-- BEGIN Material to process --

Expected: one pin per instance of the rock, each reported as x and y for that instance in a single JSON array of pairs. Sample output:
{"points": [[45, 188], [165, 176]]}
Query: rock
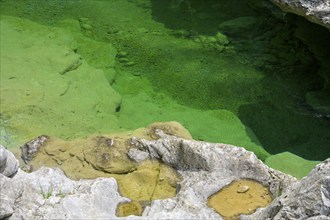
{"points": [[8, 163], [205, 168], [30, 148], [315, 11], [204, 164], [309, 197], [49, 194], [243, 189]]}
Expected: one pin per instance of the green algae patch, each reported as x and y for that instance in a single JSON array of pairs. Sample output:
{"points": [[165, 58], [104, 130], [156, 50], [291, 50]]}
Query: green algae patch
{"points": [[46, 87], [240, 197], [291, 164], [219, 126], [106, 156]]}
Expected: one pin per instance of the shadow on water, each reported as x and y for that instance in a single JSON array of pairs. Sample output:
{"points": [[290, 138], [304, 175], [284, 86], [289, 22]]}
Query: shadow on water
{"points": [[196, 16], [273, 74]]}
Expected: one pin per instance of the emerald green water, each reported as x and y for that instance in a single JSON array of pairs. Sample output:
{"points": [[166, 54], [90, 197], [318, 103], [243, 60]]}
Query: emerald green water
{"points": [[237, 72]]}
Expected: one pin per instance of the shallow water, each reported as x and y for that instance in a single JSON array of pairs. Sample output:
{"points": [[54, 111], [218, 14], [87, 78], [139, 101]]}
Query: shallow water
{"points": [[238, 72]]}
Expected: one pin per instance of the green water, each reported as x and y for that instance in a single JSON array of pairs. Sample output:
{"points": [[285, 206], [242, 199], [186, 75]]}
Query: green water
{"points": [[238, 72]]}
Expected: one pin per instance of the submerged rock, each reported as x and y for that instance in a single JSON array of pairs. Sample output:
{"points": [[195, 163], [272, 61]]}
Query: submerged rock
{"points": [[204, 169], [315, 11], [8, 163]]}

-- END Material to process --
-- BEGIN Material to process --

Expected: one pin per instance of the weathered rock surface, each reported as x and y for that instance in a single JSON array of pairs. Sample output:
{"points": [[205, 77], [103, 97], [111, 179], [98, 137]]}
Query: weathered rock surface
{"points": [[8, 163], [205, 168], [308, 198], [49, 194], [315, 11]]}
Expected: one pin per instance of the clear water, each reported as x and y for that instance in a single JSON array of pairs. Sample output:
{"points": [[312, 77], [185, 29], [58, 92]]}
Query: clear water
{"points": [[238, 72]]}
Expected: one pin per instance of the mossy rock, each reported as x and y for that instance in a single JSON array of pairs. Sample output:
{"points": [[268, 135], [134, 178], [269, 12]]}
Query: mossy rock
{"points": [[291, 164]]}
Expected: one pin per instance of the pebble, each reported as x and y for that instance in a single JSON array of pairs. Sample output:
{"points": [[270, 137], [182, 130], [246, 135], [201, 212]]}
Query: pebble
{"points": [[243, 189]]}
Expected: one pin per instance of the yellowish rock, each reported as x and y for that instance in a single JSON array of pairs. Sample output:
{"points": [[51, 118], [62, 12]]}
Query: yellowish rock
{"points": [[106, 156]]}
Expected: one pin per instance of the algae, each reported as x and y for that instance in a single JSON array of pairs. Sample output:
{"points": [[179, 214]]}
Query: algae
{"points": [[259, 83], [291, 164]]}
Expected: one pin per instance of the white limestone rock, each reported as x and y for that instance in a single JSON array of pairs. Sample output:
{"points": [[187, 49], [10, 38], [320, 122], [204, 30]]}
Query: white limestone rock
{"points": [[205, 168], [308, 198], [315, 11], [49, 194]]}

-- END Material to process --
-- BEGIN Material to process --

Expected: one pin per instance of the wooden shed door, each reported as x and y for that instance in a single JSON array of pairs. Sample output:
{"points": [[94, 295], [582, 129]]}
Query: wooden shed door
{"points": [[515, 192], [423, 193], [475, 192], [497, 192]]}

-- END Material to process --

◆ **Task objective**:
Please gather every line of the data above that contains the word "shadow".

◆ **Full response**:
Expected: one pin per instance of the shadow on water, each reported as x and y for that instance in a single JSON array of pairs. Sample output:
Query: shadow on water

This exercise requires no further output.